SINGAPORE: A total of 9,500 trainees have been placed in SGUnited jobs programmes within 2,500 companies by the end of February, the Ministry of Manpower (MOM) said on Monday (Apr 12).
The initiatives – SGUnited Traineeships and the SGUnited Mid-Career Pathways Programme – were launched in mid-2020 to help Singaporean workers affected by the COVID-19 pandemic. 
Both programmes have been extended and enhanced. From Apr 1, training allowances were raised for ITE and diploma graduates, as well as mid-career job seekers aged 40 and above.
Among the 9,500 taking part in the programme, four in five are recent graduates who qualify for the traineeships programme, while the remaining are mid-career job seekers.
Workforce Singapore (WSG) said that the majority of traineeships and attachments are ongoing, but as of end-February, 200 trainees have left the traineeship/attachment early and found full-time employment, including early emplacement with the host organisation.
Of the companies hosting the trainees, nearly nine in 10 are small- and medium-sized enterprises (SMEs) and the top sectors include ICT, financial services and professional services, MOM and WSG said.
WSG also reached out to more than 500 host companies with trainees who have ended or are ending their traineeship or attachment by June this year. 
Of these, more than 250 responded and 85 per cent of them said they have either converted or plan to convert suitable trainees to full-timers.
Among the remaining host organisations (15 per cent), key reasons for not converting the trainees include the trainee wanting to further studies, needing more time to assess the trainee, not having an available headcount or finding the trainee unsuitable for the job. 
Manpower Minister Josephine Teo said that last year, nearly half of those who received at least one traineeship or attachment offer turned it down, usually because they have been offered another traineeship, or they had found full-time jobs.
“My message to employers is that on the one hand, while you may be far more interested in fresh graduates coming in as trainees. Please also spend some time taking a look at mid-career individuals, there may well be hidden gems amongst them,” she said during a visit to insurer Prudential’s Singapore office.
She added that both programmes are providing the trainees with “meaningful work exposure”, while the companies can have more time and a holistic way of assessing the candidates for full-time jobs.

- Given data:
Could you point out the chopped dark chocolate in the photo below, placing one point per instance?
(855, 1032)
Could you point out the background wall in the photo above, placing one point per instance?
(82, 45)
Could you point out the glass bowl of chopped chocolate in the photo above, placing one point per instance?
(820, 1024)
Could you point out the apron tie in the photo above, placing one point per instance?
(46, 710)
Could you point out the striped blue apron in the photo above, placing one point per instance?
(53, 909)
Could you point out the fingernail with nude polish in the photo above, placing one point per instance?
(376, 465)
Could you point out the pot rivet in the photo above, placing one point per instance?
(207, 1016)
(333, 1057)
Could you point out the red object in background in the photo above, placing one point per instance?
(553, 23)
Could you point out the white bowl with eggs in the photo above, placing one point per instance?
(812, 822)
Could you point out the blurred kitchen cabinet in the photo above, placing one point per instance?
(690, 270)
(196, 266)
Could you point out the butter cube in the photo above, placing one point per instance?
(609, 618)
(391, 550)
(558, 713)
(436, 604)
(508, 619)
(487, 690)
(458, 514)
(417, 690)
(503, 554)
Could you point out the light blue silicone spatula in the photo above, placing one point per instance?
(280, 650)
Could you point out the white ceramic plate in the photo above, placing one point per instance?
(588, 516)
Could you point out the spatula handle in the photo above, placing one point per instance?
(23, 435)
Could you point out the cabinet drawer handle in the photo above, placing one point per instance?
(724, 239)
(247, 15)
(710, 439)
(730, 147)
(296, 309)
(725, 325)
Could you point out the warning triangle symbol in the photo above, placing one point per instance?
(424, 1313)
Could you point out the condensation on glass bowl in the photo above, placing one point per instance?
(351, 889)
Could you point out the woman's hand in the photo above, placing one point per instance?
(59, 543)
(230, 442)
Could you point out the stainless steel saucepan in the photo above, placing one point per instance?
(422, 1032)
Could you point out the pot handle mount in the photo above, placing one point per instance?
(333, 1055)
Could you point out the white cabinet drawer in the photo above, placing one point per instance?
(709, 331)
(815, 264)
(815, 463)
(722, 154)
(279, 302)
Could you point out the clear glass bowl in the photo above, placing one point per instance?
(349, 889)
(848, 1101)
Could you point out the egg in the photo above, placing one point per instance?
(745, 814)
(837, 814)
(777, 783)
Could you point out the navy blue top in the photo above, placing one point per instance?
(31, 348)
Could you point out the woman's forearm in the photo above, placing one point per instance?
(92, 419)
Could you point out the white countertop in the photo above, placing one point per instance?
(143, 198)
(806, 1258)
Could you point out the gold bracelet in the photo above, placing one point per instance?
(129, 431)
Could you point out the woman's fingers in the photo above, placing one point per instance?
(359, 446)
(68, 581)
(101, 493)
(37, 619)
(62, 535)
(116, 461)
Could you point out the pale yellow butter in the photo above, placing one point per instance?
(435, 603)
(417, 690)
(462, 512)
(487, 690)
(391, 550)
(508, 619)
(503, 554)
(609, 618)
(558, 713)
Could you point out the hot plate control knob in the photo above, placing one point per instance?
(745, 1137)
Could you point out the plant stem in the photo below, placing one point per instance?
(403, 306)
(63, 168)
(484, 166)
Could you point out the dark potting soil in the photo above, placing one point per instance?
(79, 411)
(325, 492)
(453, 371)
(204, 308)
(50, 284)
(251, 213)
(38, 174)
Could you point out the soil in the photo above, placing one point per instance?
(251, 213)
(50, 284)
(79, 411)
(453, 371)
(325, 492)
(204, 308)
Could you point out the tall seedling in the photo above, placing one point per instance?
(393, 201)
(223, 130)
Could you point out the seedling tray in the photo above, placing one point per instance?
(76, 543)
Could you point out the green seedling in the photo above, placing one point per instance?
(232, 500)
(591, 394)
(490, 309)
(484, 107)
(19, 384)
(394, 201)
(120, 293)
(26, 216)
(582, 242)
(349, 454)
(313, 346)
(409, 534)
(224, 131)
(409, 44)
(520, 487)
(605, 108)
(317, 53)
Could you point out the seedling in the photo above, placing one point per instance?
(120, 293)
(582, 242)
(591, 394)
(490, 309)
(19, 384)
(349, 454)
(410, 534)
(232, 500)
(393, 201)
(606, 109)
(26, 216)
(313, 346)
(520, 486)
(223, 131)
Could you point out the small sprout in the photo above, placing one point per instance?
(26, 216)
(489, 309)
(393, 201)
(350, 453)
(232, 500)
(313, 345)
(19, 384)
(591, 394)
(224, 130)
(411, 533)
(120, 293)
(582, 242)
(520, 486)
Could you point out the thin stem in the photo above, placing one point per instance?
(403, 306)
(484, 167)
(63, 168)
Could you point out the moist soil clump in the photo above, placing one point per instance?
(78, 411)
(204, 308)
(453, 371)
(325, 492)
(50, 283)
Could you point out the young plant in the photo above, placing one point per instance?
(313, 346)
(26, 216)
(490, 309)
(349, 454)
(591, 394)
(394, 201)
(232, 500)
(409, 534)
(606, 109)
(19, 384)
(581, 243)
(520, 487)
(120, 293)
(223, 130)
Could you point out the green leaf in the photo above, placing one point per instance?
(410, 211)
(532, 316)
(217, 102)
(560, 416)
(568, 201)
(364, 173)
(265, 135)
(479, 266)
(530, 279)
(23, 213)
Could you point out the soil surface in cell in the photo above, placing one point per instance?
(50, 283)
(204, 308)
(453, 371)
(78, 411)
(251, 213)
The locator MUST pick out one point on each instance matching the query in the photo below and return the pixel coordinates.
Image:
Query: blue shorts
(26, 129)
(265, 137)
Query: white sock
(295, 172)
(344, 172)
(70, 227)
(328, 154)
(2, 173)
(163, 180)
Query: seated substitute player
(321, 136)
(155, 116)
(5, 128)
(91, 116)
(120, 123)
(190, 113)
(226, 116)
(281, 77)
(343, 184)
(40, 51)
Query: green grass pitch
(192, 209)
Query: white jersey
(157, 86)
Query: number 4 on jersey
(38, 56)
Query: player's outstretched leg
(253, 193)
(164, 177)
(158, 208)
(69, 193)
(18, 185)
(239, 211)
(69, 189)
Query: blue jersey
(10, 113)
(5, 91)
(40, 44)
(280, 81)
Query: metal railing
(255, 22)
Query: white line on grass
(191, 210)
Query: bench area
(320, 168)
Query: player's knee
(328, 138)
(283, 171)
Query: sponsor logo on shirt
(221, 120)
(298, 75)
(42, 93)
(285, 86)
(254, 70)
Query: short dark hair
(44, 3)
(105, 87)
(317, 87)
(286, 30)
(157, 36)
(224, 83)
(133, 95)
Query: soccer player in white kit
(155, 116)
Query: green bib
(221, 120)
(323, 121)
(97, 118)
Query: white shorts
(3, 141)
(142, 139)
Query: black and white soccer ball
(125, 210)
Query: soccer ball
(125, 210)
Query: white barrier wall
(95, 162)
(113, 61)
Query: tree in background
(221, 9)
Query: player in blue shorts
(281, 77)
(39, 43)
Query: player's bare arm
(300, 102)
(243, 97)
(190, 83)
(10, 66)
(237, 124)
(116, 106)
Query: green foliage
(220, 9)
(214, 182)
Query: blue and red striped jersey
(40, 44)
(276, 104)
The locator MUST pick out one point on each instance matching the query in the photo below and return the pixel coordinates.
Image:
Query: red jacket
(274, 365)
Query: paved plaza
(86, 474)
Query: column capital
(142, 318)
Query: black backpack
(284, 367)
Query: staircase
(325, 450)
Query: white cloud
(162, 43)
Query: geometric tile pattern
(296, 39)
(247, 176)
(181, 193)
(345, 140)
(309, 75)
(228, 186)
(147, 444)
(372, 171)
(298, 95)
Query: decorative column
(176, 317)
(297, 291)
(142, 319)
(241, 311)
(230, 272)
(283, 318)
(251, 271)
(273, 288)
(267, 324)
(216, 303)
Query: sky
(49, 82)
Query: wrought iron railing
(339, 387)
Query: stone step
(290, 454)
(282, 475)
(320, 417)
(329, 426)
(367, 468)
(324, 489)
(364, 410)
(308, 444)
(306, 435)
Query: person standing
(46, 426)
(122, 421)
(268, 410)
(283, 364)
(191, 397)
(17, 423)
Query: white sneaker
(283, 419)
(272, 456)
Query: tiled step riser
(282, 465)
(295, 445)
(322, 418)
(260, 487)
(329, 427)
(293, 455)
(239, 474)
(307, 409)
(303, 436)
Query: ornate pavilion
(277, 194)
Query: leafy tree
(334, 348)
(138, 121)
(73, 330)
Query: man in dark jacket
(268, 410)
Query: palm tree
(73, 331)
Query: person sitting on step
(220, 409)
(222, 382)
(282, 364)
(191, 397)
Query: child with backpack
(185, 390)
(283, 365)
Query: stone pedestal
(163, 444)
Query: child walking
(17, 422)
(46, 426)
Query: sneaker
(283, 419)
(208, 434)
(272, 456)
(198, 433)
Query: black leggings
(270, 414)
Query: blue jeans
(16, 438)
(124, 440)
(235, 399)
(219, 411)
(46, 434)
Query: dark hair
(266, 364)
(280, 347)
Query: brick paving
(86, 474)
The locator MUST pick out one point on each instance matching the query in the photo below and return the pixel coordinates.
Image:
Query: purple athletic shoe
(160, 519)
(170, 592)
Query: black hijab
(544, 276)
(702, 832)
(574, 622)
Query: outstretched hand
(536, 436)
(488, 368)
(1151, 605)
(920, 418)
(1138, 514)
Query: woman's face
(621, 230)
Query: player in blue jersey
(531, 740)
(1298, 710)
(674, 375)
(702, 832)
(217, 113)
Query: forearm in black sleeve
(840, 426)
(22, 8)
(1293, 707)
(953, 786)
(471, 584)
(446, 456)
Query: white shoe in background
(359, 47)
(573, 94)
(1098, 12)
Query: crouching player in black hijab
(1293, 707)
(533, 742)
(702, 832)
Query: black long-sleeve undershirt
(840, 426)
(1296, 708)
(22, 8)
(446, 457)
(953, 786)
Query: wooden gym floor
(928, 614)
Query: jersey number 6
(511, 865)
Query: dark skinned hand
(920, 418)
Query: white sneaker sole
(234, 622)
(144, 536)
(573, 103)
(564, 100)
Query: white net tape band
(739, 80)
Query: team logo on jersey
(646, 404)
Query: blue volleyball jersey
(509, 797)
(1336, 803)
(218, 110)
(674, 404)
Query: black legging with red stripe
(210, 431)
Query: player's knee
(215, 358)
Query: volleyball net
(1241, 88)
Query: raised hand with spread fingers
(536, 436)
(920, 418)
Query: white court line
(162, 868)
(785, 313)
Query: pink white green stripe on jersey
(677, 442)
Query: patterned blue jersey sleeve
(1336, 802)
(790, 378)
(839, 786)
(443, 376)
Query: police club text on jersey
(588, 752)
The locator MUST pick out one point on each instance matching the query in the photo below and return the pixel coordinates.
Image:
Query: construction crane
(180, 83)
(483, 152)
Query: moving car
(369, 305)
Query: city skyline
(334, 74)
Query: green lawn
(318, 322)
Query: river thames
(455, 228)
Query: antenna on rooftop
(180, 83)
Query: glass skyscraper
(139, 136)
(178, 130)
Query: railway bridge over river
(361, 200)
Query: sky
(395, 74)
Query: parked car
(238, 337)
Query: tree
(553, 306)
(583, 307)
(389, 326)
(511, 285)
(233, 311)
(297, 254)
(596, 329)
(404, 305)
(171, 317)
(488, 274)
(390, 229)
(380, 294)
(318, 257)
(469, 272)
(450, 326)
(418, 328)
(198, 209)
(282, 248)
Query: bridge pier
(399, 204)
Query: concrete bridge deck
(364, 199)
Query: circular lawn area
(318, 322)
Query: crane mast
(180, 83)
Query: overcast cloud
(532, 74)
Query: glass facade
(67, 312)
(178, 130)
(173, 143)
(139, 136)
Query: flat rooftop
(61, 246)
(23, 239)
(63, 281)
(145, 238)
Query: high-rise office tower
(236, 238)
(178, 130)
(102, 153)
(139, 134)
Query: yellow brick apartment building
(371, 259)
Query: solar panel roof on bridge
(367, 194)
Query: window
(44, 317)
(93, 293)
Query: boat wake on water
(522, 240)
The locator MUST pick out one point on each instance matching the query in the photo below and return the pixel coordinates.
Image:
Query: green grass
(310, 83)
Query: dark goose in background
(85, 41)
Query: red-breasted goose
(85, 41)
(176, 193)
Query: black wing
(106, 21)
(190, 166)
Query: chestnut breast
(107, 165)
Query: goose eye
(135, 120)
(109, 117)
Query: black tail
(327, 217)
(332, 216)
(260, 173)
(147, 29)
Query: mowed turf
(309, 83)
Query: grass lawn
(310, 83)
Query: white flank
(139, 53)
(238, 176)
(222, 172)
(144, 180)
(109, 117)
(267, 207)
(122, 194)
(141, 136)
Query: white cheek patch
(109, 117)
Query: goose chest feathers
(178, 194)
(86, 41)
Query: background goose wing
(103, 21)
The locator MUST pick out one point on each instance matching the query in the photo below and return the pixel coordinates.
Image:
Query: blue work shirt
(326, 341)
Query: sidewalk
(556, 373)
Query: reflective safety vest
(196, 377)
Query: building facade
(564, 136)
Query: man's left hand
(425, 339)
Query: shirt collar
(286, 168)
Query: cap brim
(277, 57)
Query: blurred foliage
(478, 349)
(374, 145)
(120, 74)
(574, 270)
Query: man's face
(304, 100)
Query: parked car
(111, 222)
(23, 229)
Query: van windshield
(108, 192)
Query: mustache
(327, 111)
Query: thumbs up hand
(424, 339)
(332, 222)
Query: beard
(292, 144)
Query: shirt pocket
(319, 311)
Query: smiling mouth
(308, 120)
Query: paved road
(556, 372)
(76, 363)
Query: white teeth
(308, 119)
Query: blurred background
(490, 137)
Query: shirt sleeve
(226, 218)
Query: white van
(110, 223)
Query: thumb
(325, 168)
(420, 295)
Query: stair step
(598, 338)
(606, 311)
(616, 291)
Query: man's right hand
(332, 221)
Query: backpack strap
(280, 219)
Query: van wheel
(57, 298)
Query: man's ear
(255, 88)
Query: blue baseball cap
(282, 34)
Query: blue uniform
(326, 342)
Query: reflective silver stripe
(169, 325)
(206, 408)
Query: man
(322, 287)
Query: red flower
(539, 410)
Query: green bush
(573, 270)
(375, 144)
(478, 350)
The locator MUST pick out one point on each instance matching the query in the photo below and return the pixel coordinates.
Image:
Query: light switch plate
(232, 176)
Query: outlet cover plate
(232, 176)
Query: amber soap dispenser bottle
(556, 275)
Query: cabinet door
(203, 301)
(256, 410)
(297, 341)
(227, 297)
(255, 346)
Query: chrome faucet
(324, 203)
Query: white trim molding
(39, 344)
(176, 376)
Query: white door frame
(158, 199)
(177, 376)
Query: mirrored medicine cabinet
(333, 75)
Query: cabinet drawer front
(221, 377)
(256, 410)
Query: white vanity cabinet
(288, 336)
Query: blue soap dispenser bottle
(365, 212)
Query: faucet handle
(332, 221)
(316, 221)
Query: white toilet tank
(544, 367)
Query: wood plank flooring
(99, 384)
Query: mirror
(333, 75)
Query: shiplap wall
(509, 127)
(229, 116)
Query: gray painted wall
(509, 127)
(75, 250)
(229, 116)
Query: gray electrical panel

- Exercise 1: Translate this sentence from the article on the SGUnited jobs programmes into Spanish: "The initiatives – SGUnited Traineeships and the SGUnited Mid-Career Pathways Programme – were launched in mid-2020 to help Singaporean workers affected by the COVID-19 pandemic."
- Exercise 2: Pick up the article on the SGUnited jobs programmes after its last sentence and write the next few paragraphs.

- Final answer 1: Las iniciativas –SGUnited Traineeships y el SGUnited Mid-Career Pathways Programme– se lanzaron a mediados de 2020 para ayudar a los trabajadores singapurenses afectados por la pandemia de COVID-19.

- Final answer 2:
MOM said that another 15,000 traineeship and company attachment opportunities will likely be available in the coming months.
But WSG said that as unemployment eases and pockets of tightness appear in the labour market, it has started to observe a “moderated” pace of applications. 
“Nearly half of those who received at least one traineeship or attachment offer had turned it down, with fresh graduates more likely than mid-career applicants to do so,” it said. 
“The key reason cited was another traineeship or full-time employment opportunity.”
WSG said it has also observed that 70 per cent of applications went to 20 per cent of job vacancies. 
“Understandably, applicants focused on better-known organisations and prominent sectors. As a result, many did not secure any interview opportunity,” it said.
The agency suggested that applicants should consider applying to a broader range of host organisations, as well as those with fewer applicants.
Said Mrs Teo: “We’d like to encourage (applicants) to look beyond the usual … well-known household names, and also to consider putting in applications to companies that they may not have heard of before.”
MOM and WSG said that there continues to be “healthy interest” from host organisations and applicants in the programme. 
“Host organisation can also demonstrate their seriousness by converting suitable trainees early and profiling these success stories when engaging prospective applicants,” they said.
In 2020, 55,000 locals were placed into jobs, traineeships and attachments, said MOM in an earlier update in March.